포인팅 데이터셋 발췌:
|---|

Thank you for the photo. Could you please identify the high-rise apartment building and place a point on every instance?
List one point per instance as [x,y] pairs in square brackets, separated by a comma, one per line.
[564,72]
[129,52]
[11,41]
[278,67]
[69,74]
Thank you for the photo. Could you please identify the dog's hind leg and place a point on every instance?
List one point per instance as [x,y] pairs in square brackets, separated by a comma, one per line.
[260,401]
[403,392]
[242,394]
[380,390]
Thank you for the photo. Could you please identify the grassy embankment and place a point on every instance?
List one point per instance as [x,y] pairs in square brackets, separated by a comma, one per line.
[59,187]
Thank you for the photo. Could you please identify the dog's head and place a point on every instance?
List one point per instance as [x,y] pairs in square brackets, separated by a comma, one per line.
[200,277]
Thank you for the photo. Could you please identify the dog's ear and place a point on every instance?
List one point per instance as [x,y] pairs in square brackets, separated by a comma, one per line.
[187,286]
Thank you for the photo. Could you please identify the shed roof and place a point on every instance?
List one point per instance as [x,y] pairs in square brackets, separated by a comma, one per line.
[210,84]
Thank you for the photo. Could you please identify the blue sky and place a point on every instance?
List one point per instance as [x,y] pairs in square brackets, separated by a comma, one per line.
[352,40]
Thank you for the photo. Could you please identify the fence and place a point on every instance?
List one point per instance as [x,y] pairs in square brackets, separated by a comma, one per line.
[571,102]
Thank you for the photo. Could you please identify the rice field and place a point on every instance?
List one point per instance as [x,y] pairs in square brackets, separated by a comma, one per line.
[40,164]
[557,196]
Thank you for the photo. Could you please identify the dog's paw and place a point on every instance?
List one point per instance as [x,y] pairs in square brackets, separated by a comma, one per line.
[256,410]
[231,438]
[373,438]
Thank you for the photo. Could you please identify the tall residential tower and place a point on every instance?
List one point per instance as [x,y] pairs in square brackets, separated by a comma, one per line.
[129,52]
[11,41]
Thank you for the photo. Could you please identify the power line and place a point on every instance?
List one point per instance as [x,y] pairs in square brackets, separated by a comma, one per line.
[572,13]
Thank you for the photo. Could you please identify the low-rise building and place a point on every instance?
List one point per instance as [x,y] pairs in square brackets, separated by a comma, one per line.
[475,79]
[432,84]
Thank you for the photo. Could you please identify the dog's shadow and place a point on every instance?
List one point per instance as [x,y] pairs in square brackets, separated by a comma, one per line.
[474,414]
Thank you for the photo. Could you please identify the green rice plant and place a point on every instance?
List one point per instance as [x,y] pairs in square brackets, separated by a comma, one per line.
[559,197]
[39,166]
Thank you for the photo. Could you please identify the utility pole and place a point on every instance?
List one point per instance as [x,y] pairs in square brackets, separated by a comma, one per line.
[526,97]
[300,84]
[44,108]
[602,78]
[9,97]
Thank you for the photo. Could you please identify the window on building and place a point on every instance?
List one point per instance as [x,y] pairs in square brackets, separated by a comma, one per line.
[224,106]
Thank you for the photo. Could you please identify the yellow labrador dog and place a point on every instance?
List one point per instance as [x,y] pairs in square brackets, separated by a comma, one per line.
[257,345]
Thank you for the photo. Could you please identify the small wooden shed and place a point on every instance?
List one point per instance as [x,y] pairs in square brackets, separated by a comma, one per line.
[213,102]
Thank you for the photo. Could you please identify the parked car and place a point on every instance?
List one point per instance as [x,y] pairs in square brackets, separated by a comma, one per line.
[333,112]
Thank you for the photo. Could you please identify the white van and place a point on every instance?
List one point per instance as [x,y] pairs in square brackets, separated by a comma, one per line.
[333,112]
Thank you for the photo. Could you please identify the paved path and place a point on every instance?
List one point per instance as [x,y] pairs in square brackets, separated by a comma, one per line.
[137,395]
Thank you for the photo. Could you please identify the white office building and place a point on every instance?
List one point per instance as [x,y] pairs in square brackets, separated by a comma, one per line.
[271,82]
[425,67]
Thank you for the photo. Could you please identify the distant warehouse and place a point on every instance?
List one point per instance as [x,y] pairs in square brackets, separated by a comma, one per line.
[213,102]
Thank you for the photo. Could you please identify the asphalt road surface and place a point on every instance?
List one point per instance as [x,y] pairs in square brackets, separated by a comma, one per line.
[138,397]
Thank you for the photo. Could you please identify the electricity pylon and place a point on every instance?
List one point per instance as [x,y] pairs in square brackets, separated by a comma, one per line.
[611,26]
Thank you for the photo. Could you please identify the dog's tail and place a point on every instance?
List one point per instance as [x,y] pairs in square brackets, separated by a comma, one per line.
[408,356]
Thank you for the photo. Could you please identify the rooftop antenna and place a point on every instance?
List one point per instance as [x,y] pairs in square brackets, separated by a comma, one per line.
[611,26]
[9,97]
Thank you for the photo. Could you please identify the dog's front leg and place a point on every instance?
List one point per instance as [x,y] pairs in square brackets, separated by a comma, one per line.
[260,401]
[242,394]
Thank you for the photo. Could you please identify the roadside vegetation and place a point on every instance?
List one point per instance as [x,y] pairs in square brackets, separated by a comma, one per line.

|---|

▸ **작업**
위 데이터에서 "Thank you for the photo. Could you please identify the rooftop" 문구가 있는 줄부터 데이터 마지막 줄까지, 양 끝 줄을 포함해 요청 문장까지 모두 다시 써 주세요. 이때 답에 있는 좌표 숫자만 전부 1.85배로 키운 뒤 정수로 반올림하세요(0.5는 올림).

▸ **답변**
Thank you for the photo. Could you please identify the rooftop antenna and place a point on every instance?
List one point per instance as [x,y] pairs in square brackets, separated by a comma, one per line.
[1130,48]
[17,179]
Thank you for the photo. Could you please identify the dog's front leg and place a point on every instance?
List one point per instance as [x,y] pairs in square brackets, separated by a comma, one per line.
[481,742]
[448,729]
Thank you for the photo. Could you please identify the roadside vegetation and place a point on every instance?
List one point per instance as [x,y] pairs in square brackets, separated by a comma, one per line.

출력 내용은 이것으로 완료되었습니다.